_Problem statement_.
Revise the stretch of the records from the start through the line containing "pixel 40 162", replacing "blue silicone mold" with "silicone baking tray" and leaving everything else unchanged.

_Given records_.
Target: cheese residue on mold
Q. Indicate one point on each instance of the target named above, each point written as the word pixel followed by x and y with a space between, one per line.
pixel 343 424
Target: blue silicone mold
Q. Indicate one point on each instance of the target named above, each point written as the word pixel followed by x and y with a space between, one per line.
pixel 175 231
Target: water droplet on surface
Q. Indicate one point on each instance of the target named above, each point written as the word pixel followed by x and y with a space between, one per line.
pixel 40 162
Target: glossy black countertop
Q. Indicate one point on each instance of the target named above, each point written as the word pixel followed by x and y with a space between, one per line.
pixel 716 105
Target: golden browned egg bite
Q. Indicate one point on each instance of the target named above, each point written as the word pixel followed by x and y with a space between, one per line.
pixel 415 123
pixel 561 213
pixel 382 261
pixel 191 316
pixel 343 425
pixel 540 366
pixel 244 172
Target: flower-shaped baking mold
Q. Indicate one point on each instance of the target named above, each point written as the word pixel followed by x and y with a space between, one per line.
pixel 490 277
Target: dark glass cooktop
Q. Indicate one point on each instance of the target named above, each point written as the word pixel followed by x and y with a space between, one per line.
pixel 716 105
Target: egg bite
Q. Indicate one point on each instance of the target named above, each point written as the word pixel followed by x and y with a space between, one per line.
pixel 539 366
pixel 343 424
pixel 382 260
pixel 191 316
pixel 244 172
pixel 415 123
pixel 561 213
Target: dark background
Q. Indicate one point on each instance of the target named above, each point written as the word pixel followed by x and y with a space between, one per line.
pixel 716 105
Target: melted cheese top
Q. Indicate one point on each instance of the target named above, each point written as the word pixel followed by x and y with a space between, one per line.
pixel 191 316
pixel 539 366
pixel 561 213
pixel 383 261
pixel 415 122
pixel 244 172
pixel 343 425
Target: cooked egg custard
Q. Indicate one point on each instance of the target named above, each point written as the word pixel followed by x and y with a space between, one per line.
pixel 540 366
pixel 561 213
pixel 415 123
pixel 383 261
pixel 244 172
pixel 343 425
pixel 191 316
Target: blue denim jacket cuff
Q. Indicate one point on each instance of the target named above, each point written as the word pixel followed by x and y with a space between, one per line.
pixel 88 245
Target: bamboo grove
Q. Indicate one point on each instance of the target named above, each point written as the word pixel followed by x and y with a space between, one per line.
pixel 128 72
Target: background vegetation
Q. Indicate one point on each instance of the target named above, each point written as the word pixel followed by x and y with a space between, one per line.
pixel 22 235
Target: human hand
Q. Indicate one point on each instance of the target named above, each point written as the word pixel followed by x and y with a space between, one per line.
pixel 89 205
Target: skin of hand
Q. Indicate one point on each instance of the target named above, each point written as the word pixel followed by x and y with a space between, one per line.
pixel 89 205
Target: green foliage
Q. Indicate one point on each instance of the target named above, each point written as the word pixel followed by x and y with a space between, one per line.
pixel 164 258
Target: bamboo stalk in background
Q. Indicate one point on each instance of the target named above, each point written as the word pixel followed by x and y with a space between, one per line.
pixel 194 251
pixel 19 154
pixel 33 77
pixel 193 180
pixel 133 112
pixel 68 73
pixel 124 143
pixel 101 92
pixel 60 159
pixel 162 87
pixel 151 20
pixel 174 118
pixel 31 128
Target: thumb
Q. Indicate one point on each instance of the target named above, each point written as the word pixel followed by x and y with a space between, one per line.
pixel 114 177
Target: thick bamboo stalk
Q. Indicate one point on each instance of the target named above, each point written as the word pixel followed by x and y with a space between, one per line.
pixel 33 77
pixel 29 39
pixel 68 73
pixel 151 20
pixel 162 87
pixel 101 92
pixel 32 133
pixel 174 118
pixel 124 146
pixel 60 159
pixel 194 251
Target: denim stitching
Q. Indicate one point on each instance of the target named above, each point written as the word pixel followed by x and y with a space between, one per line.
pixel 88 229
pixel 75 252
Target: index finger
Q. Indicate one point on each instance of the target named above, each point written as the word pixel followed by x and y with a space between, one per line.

_Exercise response_.
Target: cheese residue on mold
Q. Indicate one point on each instance of the target named above, each point written as the word pixel followed by x and y with a space between, one per line.
pixel 343 424
Target: silicone baking tray
Q. Indicate one point on each instance of the target named above, each point written as the word pixel followed by x and y with a space between, one per line.
pixel 175 231
Target: water droplet on surface
Q. Indicate one point on each instance of the target named above, each point written as the word pixel followed by x and y with a space between, one per line.
pixel 40 162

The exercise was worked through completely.